─── EXTRAIT PROPOSÉ ───

Ces facteurs peuvent interagir entre eux. Par exemple, une personne souffrant d’insomnie fréquente peut également ressentir une somnolence diurne plus importante, et avoir un chronotype tardif peut entraîner une durée de sommeil plus courte. En combinant ces cinq paramètres dans un « score de sommeil sain », nous avons obtenu une vision plus complète de la santé globale du sommeil.
Les participants présentant quatre ou cinq comportements sains formaient le groupe au sommeil « sain », ceux ayant deux ou trois comportements sains constituaient le groupe « intermédiaire », et ceux n’en présentant aucun ou un seul appartenaient au groupe au sommeil « médiocre ».
Les résultats étaient clairs: pour chaque point perdu au score de sommeil sain, l’écart entre l’âge cérébral et l’âge chronologique augmentait d’environ six mois. En moyenne, les personnes au sommeil médiocre avaient un cerveau paraissant presque un an plus vieux que prévu, alors que celles au sommeil sain ne présentaient pas de tel écart.

───

CONSIGNE >> Recopiez l'extrait sur le sommeil et l'âge cérébral en entier, sans rien y modifier. Les entrées qui suivent forment un matériau indépendant de l'extrait.

─── DONNÉES FOURNIES ───

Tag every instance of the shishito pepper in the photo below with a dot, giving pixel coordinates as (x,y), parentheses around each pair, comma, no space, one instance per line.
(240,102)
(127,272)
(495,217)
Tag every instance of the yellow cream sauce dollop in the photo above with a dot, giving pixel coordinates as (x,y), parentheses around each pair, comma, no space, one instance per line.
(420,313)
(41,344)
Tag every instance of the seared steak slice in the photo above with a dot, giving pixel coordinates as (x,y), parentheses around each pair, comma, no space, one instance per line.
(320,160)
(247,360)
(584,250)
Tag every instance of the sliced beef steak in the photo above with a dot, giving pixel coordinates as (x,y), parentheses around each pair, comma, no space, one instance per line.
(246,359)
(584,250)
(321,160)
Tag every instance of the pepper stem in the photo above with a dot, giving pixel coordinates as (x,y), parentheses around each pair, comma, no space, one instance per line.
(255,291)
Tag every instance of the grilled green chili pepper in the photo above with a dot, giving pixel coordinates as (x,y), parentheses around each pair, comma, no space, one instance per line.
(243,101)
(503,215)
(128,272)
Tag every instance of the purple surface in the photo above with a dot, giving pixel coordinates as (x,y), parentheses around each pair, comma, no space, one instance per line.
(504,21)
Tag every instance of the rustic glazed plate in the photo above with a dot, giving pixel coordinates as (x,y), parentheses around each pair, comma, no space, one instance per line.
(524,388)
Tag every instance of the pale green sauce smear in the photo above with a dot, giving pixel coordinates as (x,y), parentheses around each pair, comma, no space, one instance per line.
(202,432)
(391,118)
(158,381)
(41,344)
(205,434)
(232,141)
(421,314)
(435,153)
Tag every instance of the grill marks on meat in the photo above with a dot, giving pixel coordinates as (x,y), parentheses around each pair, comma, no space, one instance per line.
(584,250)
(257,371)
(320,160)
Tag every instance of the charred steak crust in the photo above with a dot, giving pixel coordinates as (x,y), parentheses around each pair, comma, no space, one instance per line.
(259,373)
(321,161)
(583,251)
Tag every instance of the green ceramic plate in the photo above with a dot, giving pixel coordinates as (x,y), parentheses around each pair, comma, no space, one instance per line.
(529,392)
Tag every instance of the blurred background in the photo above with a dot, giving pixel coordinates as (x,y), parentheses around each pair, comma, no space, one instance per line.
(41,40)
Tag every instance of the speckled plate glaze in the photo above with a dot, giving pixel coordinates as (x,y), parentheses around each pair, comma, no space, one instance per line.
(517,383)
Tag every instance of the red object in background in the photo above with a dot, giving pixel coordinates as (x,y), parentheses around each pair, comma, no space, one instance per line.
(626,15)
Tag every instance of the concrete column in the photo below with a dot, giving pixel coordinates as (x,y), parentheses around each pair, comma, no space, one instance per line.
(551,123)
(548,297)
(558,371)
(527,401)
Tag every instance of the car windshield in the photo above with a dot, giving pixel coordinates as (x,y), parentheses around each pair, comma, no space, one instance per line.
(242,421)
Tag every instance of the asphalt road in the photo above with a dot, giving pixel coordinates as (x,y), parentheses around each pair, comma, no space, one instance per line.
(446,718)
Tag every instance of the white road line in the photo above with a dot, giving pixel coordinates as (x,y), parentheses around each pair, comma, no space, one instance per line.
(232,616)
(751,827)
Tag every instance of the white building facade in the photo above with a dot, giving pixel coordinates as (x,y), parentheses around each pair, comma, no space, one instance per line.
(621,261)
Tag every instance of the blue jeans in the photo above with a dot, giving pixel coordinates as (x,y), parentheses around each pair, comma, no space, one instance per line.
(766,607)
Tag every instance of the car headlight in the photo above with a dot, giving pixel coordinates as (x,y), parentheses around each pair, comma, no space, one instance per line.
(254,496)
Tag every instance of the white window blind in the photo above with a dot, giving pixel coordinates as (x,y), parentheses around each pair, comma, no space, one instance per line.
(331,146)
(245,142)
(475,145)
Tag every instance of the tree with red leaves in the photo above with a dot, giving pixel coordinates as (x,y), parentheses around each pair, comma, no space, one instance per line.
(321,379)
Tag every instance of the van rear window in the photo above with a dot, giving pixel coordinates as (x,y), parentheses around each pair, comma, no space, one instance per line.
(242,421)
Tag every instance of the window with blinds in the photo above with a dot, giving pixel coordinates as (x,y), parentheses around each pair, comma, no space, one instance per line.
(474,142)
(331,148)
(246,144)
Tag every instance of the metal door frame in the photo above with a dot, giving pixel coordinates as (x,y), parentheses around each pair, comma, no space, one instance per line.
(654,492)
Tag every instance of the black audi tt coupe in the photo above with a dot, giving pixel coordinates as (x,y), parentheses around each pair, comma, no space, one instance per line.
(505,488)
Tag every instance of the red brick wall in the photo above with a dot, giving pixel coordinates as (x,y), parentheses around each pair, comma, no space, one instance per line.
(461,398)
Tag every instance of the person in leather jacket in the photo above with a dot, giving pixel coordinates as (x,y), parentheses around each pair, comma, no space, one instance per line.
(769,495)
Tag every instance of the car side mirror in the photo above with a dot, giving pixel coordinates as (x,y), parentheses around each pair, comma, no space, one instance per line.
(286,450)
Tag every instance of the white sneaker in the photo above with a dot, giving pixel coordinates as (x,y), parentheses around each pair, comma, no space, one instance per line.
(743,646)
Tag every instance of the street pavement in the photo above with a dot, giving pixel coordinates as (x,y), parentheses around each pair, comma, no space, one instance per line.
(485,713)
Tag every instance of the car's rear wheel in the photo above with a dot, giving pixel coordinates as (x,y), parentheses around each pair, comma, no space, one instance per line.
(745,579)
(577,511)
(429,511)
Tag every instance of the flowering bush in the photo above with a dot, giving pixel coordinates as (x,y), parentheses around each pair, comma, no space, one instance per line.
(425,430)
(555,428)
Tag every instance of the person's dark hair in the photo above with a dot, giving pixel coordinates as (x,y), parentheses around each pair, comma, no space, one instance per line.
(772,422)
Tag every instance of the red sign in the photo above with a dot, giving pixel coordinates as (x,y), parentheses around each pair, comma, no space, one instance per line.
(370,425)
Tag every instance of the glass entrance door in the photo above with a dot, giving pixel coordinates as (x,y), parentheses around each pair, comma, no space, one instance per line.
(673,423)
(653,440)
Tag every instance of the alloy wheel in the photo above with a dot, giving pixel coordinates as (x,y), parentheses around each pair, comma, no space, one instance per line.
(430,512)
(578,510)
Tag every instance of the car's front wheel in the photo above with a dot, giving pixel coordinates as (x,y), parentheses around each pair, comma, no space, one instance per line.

───

RÉSULTAT ATTENDU >>
Ces facteurs peuvent interagir entre eux. Par exemple, une personne souffrant d’insomnie fréquente peut également ressentir une somnolence diurne plus importante, et avoir un chronotype tardif peut entraîner une durée de sommeil plus courte. En combinant ces cinq paramètres dans un « score de sommeil sain », nous avons obtenu une vision plus complète de la santé globale du sommeil.
Les participants présentant quatre ou cinq comportements sains formaient le groupe au sommeil « sain », ceux ayant deux ou trois comportements sains constituaient le groupe « intermédiaire », et ceux n’en présentant aucun ou un seul appartenaient au groupe au sommeil « médiocre ».
Les résultats étaient clairs: pour chaque point perdu au score de sommeil sain, l’écart entre l’âge cérébral et l’âge chronologique augmentait d’environ six mois. En moyenne, les personnes au sommeil médiocre avaient un cerveau paraissant presque un an plus vieux que prévu, alors que celles au sommeil sain ne présentaient pas de tel écart.